Set exercise ▸
With the pictures left out, copy the listing below exactly.

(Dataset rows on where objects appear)
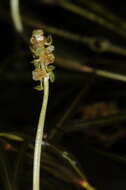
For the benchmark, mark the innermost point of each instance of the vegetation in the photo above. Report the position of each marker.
(82, 130)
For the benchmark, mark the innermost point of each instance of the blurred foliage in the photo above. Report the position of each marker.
(85, 125)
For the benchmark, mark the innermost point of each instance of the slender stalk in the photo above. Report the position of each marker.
(16, 17)
(39, 135)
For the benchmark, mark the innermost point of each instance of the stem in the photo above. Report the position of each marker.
(39, 135)
(16, 17)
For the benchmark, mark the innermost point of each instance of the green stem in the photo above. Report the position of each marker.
(39, 135)
(16, 17)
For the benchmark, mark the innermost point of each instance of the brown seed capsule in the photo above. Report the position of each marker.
(37, 39)
(39, 74)
(48, 58)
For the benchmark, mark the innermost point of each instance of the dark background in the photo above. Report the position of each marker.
(20, 103)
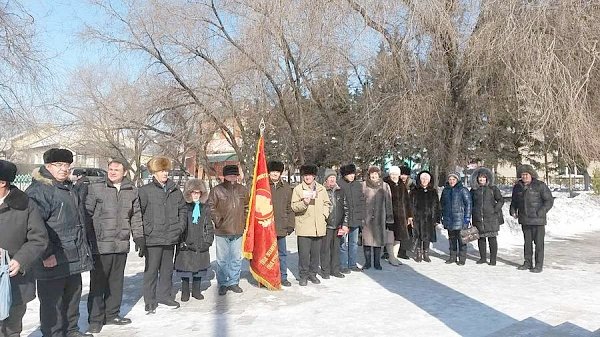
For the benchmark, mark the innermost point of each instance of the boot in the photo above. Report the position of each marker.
(462, 258)
(185, 289)
(452, 257)
(377, 262)
(367, 250)
(196, 292)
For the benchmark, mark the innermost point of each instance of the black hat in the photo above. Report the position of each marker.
(275, 165)
(404, 170)
(8, 171)
(231, 170)
(347, 169)
(58, 156)
(308, 170)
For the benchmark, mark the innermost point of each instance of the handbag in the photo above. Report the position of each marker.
(469, 234)
(5, 292)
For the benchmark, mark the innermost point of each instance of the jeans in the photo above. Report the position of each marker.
(348, 248)
(282, 249)
(229, 259)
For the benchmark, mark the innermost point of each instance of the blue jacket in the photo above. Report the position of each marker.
(456, 207)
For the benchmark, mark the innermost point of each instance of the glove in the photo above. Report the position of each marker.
(140, 246)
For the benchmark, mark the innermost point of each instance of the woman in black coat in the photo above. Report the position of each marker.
(487, 212)
(192, 258)
(425, 205)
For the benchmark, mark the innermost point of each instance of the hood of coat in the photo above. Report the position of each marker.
(481, 171)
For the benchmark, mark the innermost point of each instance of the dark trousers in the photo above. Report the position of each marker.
(308, 255)
(12, 325)
(534, 234)
(59, 305)
(330, 253)
(158, 269)
(106, 287)
(455, 244)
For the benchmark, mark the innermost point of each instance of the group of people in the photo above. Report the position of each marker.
(56, 230)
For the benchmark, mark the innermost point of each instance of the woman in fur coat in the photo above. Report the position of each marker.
(193, 259)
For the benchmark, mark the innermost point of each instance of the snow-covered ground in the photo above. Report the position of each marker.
(416, 299)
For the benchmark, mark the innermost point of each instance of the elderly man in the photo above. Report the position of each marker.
(164, 217)
(228, 204)
(24, 238)
(531, 201)
(68, 253)
(114, 209)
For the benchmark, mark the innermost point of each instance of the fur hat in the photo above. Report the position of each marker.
(231, 170)
(8, 171)
(347, 169)
(308, 170)
(394, 170)
(275, 165)
(195, 185)
(159, 163)
(58, 156)
(404, 170)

Correct response ▸
For the benchmark, mark the innermost point of each instance of the vegetation in the photo above. Report the position of each marker.
(82, 130)
For the benchmark, mark the innermost point of each instance of the blurred foliage in the photo above. Report the position of each marker.
(85, 125)
For the benchmark, mark the innermost point of each instance of the slender stalk in the photo above. Report the position of each marker.
(16, 17)
(39, 135)
For the benchmark, mark the innermost point of each instance of the stem in the photo above. Report the position of each marker.
(39, 135)
(16, 17)
For the benchmark, mark the innermost point of each instance of the green stem in the photo above. Report the position of each marker.
(39, 135)
(16, 17)
For the benchmark, mark the innermost point of each instance of the brown seed capsule in the photo above. Report the position of each marker.
(37, 39)
(39, 74)
(48, 58)
For the benchmark, mark the innermost point of each instance of the dark background in the photo above. Report the position of each marker.
(20, 103)
For the benchmark, mark the innermost point of each instance of the boot in the photo above. Report the position of each marker.
(462, 258)
(185, 289)
(452, 257)
(377, 262)
(367, 250)
(196, 292)
For the benchmark, mark the innermost point of each instance of the black hat in the photo above. Report the position of each marker.
(275, 165)
(404, 170)
(8, 171)
(231, 170)
(347, 169)
(58, 156)
(308, 170)
For the benchmark, mark the innermost point of each instance of the handbag in the photo above. Report the position of each marker.
(469, 234)
(5, 292)
For the benchmark, mark the innermost point of each instance of the jeans in the photo above. Report the position of each marker.
(348, 248)
(282, 249)
(229, 259)
For the benchmark, mark the innermost point of each instance of the blue jacket in the photo above. Report the position of each marker.
(456, 207)
For the benchmark, mark the innermost point of each instance of the glove in the photo above. Report the position of each marker.
(140, 246)
For the benchmark, mark the innermost point of each instance of the woman in black coat in the photo above. Report the position of each marker.
(487, 212)
(192, 258)
(425, 205)
For the benchmark, mark the innermost point of each instance of the hood of coat in the photo above. Report the position of each marker.
(481, 171)
For the benchmark, mark the innermost point of each instance of the dark trousers in the photo above. Report the position of each marker.
(308, 255)
(12, 325)
(534, 234)
(59, 305)
(330, 253)
(158, 269)
(106, 287)
(455, 244)
For the benchmark, mark the innermost point of each instance of the group of people in the photo above. Report the position of each marker.
(56, 230)
For the benchmark, mark the innermost point of each instance of the woman in fur coat in the photo above. Report the position of each marker.
(193, 259)
For the benchmark, mark the innermost point of each instance of the snow-covered ground in the photo above. Report the position of each marker.
(416, 299)
For the benchmark, mark the innermost point of each instance of the elderly man in the photo above. Report the position of each marker.
(164, 217)
(228, 204)
(24, 238)
(531, 201)
(68, 253)
(114, 209)
For the benchmark, mark the innermost point of each instance of the fur hat in the photo above. Report the position of each marker.
(231, 170)
(8, 171)
(347, 169)
(308, 170)
(394, 170)
(275, 165)
(195, 185)
(159, 163)
(58, 156)
(404, 170)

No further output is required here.